▶ **WORK ORDER**
Copy out every record that follows, word for word.

(DATA FOR PROCESSING begins)

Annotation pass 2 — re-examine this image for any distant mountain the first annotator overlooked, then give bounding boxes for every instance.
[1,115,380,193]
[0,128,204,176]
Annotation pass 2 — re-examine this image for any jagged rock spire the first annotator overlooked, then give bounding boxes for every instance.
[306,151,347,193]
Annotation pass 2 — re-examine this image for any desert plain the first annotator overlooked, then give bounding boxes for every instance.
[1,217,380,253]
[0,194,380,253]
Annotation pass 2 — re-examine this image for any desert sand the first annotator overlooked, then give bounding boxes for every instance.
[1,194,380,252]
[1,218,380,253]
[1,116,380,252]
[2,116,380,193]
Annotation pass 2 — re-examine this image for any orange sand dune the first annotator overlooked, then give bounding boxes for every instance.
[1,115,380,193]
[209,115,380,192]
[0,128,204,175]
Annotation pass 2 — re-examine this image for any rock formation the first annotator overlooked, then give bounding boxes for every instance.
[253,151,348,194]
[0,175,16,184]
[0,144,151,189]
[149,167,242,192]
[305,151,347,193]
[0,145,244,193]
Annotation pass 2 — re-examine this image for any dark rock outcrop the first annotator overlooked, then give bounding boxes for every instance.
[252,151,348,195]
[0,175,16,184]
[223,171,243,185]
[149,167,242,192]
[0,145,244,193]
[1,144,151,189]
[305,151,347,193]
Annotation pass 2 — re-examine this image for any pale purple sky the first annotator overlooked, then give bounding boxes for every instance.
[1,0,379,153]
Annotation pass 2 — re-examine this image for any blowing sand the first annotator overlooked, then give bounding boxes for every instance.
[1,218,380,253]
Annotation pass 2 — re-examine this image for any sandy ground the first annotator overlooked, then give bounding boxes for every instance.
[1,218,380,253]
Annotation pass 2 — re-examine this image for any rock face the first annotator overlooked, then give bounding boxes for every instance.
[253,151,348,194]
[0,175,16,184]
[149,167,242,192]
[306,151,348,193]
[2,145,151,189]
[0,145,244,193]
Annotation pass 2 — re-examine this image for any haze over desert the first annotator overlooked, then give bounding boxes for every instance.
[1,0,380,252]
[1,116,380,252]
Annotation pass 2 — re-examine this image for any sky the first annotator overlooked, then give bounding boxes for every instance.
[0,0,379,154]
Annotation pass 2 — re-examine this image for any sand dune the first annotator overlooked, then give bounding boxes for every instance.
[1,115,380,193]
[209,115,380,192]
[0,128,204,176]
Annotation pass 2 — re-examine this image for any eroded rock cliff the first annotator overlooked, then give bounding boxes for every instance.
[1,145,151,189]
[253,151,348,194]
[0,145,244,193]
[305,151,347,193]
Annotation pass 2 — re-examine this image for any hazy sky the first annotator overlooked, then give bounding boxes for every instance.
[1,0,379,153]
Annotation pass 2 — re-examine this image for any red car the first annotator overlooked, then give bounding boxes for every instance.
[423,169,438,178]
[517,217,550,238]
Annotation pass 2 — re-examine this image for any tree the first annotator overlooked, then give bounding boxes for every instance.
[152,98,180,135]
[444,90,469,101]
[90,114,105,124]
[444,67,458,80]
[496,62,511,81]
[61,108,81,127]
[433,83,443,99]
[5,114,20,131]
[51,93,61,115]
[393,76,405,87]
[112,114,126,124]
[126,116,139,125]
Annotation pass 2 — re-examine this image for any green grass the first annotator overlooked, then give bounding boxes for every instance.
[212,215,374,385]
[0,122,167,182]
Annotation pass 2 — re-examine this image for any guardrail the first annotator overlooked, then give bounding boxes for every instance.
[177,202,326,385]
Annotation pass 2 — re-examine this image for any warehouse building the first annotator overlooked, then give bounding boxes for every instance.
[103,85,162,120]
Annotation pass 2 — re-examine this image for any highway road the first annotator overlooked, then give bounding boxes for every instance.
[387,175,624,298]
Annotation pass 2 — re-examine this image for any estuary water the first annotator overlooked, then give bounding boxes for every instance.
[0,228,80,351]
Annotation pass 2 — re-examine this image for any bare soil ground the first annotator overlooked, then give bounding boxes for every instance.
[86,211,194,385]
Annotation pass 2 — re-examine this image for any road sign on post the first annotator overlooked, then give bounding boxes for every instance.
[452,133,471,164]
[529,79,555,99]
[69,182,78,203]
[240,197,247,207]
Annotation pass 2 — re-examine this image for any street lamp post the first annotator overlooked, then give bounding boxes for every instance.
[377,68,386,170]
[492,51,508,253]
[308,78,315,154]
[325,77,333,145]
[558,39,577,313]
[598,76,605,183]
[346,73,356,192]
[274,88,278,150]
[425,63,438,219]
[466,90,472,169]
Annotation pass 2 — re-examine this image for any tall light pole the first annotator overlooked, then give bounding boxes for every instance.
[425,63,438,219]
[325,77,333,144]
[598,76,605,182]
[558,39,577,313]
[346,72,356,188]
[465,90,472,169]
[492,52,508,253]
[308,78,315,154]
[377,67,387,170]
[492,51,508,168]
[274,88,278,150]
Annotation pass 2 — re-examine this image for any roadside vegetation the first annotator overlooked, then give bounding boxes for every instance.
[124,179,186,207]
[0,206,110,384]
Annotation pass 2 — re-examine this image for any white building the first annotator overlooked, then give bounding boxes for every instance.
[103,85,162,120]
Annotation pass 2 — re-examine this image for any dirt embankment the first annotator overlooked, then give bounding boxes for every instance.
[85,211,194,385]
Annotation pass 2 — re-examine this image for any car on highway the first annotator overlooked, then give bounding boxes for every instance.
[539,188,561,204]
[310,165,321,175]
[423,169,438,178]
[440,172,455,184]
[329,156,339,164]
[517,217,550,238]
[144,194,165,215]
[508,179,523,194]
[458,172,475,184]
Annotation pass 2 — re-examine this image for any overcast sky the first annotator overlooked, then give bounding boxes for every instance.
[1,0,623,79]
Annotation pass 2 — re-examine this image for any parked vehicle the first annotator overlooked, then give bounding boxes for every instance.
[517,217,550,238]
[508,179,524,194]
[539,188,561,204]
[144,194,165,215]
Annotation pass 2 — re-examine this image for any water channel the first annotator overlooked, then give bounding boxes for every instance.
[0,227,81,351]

(DATA FOR PROCESSING ends)

▶ **RESPONSE TO THE TASK**
Annotation pass 2 — re-examine this image for any distant mountain the first annotator overlooked, then give bounding boxes for every instance.
[1,115,380,193]
[0,128,204,176]
Annotation pass 2 — re-examine this image for any jagged rock spire the first annotator overlooked, then give bounding boxes for every instance.
[306,151,347,193]
Annotation pass 2 — re-examine this image for any desert plain the first annotator overlooked, then give bounding boxes for every instance.
[1,217,380,253]
[0,194,380,253]
Annotation pass 2 — re-examine this image for any desert sand the first annotator overlooked, then give bounding boxes for every instance.
[1,194,380,252]
[1,218,380,253]
[1,116,380,252]
[2,116,380,193]
Annotation pass 2 — re-examine this image for any orange sand dune the first annotator overlooked, then give bounding boxes for every instance.
[1,115,380,193]
[209,115,380,192]
[0,128,204,175]
Annotation pass 2 — re-examine this image for any rock formation the first annotator overlooked, then give bounding boxes for every instance.
[253,151,348,194]
[0,175,16,184]
[0,144,151,189]
[149,167,242,192]
[305,151,347,193]
[0,145,244,193]
Annotation pass 2 — re-examine this image for any dark rock outcrop the first annotator overlooked, then give bounding boxes for every instance.
[252,151,348,195]
[0,175,16,184]
[223,171,243,185]
[149,167,242,192]
[0,145,244,193]
[1,144,151,189]
[305,151,347,193]
Annotation pass 2 — re-examine this image for any pale purple sky the first annotator overlooked, then give bounding boxes for every instance.
[1,0,379,153]
Annotation pass 2 — re-examine this image for any blowing sand the first annotator overlooked, then give bounding boxes for every instance.
[1,218,380,253]
Annotation pass 2 — re-examine this image for any sandy ground the first annotator overlooked, then give bounding boxes for every instance.
[1,218,380,253]
Annotation pass 2 — re-examine this image for any rock face the first annotator overlooked, then give bounding boxes for every instance.
[253,151,348,194]
[0,175,16,184]
[149,167,242,192]
[306,151,348,193]
[2,145,151,189]
[0,145,244,193]
Annotation pass 2 — re-examine this image for any haze over desert the first annotator overlooked, then give bounding boxes for every instance.
[1,0,380,252]
[1,116,380,252]
Annotation pass 2 — re-examine this image for any sky the first annotator overlooked, then give bounding boxes for every instance.
[0,0,379,154]
Annotation pass 2 — re-examine this image for any sand dune the first annotator overlooked, then give bounding boxes for every instance.
[1,115,380,193]
[209,115,380,192]
[0,128,204,176]
Annotation pass 2 — re-examine this image for any eroded rock cliff the first annotator overlooked, then give bounding boxes for every instance.
[1,145,151,189]
[253,151,348,194]
[0,145,244,193]
[305,151,347,193]
Annotation pass 2 — re-examine this image for any hazy sky the first annotator overlooked, then give bounding boxes for every instance.
[1,0,379,153]
Annotation pass 2 — re-examine this image for any red car the first annotator overlooked, then give bounding boxes for every instance.
[423,169,438,178]
[517,217,550,238]
Annotation pass 2 — re-examine this image for any tree the first annotator overlooked, then give bounding boxes for every instance.
[152,98,180,135]
[444,90,469,101]
[90,114,105,124]
[444,67,458,80]
[496,62,511,81]
[61,108,81,127]
[433,83,443,99]
[5,114,20,131]
[51,93,61,115]
[393,76,405,87]
[112,114,126,124]
[126,116,139,125]
Annotation pass 2 — re-examine this image for any green grass the first annotator overlooked, then give bounding boxes for every instance.
[212,215,374,385]
[0,122,167,182]
Annotation pass 2 — re-examine this image for any guardrail the first annotator overlooked, then give bounding boxes for every instance.
[177,202,326,385]
Annotation pass 2 — re-examine this image for any warehouse building the first annotator overlooked, then give bounding boxes for every instance.
[103,85,162,120]
Annotation pass 2 — re-examine this image for any highway road the first annotator overlooked, then give bounding boxes for every instance.
[387,175,624,298]
Annotation pass 2 — re-examine this image for any estuary water the first annotator overlooked, then give bounding boxes for every instance.
[0,228,80,351]
Annotation pass 2 — re-examine this image for any bare soil ground the first annotator overlooked, then give bounding boxes for every instance.
[86,211,194,385]
Annotation pass 2 — re-examine this image for any road sign on post the first annotator overlooked, then give bounding boxes for every instance.
[452,133,471,164]
[529,79,555,99]
[69,182,78,203]
[240,197,247,207]
Annotation pass 2 — re-examine this image for any street lamp post the first annotator overlooked, then give bounding boxes for every instance.
[377,68,386,170]
[492,51,508,253]
[308,78,315,154]
[325,77,333,145]
[558,39,577,313]
[598,76,605,183]
[346,73,356,192]
[274,88,278,150]
[425,63,438,219]
[466,90,472,169]
Annotation pass 2 — re-examine this image for any tall light pole the first annotator overlooked, then give bounding boxes for every instance.
[425,63,438,219]
[325,77,333,144]
[598,76,605,182]
[558,39,577,313]
[346,72,356,188]
[465,90,472,169]
[492,52,508,253]
[308,78,315,154]
[377,67,387,170]
[492,51,508,168]
[274,88,278,150]
Annotation pass 2 — re-examine this image for any roadside vegetation the first annotator overlooked, then give bounding boxes for every instance.
[124,179,186,207]
[0,206,110,384]
Annotation pass 2 — re-examine this image for any white building the first annotator overlooked, then give bounding boxes for every instance.
[103,85,162,120]
Annotation pass 2 — re-examine this image for any dirt embankment the first annotator overlooked, then give bounding boxes for every instance.
[85,211,194,385]
Annotation pass 2 — re-examine this image for any car on highway the first annotator overlooked, then give bounding boxes for every instance.
[539,188,561,204]
[310,165,321,175]
[423,169,438,178]
[440,172,455,184]
[329,156,339,164]
[517,217,550,238]
[144,194,165,215]
[508,179,523,194]
[458,172,475,184]
Annotation pass 2 — re-examine this image for any overcast sky the first annotator overlooked, then give bounding boxes for every instance.
[1,0,623,79]
Annotation pass 2 — re-examine this image for any parked vehicle the first annotator overlooked, then give bounding boxes for every instance.
[517,217,550,238]
[508,179,524,194]
[539,188,561,204]
[144,194,165,215]
Annotation pass 2 — re-examine this image for any water channel the first annotator overlooked, then give bounding boxes for every instance.
[0,227,81,351]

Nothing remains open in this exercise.